# [What is being asked]
Every entry is to be written out word for word.

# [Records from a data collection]
□ □ □
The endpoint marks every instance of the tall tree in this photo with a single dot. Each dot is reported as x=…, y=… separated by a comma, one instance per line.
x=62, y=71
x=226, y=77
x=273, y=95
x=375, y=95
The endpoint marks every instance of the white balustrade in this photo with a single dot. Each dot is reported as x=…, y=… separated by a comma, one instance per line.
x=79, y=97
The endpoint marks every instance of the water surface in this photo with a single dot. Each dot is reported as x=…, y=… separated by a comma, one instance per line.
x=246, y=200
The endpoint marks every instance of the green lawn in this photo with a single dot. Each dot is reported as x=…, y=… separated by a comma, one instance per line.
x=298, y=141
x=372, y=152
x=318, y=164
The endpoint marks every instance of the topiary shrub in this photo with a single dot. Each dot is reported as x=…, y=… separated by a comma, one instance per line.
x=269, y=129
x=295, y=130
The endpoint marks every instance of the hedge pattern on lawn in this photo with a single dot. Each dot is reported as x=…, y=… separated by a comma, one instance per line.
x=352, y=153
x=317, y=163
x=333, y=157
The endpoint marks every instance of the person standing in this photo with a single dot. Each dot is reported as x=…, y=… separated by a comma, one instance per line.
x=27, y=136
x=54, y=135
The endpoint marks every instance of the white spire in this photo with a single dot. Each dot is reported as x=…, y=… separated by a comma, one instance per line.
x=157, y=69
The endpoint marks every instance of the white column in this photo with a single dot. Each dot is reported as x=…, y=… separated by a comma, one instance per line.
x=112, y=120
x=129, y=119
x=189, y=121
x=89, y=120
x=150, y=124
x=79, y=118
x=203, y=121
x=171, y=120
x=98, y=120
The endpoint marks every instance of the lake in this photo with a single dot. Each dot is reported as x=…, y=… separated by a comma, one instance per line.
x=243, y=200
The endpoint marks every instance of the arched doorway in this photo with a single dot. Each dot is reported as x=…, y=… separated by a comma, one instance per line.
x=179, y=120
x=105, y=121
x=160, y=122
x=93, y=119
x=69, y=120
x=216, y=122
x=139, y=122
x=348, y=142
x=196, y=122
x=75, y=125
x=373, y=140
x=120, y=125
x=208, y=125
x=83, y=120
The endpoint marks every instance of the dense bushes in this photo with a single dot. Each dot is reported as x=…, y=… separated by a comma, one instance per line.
□ □ □
# [Written answer]
The endpoint marks every instance of the tall tree in this photo with a single dot. Each dot is reported as x=…, y=… separated by a comma, one instance per line.
x=62, y=71
x=226, y=77
x=273, y=95
x=375, y=95
The endpoint marks every instance of the white balustrade in this photo with a single dot. Each dot is reported as x=…, y=… separated by a comma, one instance per line.
x=79, y=97
The endpoint marks every instance of the water surface in this photo with a single dot. Each dot is reported as x=…, y=… separated by a comma, one instance per line.
x=246, y=200
The endpoint marks every instance of the green lawn in this photo with a single dot. Each dot is reported as x=…, y=… separated by a comma, one instance per line.
x=298, y=141
x=372, y=152
x=318, y=164
The endpoint marks every instance of the topiary shrub in this photo with a single dot. Each dot is reported as x=…, y=… separated by a comma, one instance per line.
x=269, y=129
x=295, y=130
The endpoint marks every instance of the hedge pattern on lawn in this photo with a single dot. Each dot is reported as x=…, y=… separated by a comma, one instance per line.
x=352, y=153
x=317, y=163
x=333, y=157
The endpoint marks every instance of the person standing in this photo with a single dot. Each dot is reported as x=…, y=… separated by a comma, one instance per line.
x=27, y=136
x=54, y=135
The endpoint marks every instance of the white spire in this photo with a single dot. Each dot is reported as x=…, y=… separated by a comma, one instance per line.
x=157, y=69
The endpoint marks every instance of the white column in this photo with a single dot. Each dot is reported as x=…, y=… separated by a comma, one instance per line.
x=112, y=120
x=129, y=119
x=189, y=121
x=89, y=120
x=150, y=124
x=79, y=118
x=203, y=121
x=171, y=120
x=98, y=120
The endpoint marks every instance of the lake in this photo with a single dot. Each dot is reported as x=…, y=… separated by a comma, one instance per line.
x=243, y=200
The endpoint marks every instance of the arched doorway in this photo with a single dot. Each dot is reported as x=…, y=… separated by a comma, one instance per line.
x=179, y=120
x=105, y=121
x=160, y=122
x=93, y=119
x=69, y=120
x=216, y=122
x=139, y=122
x=348, y=142
x=196, y=122
x=75, y=125
x=373, y=140
x=120, y=125
x=208, y=125
x=83, y=120
The endpoint marks every instance of the dense bushes in this photo with a single dot. Each dot is reported as x=…, y=… separated by a comma, one instance per line.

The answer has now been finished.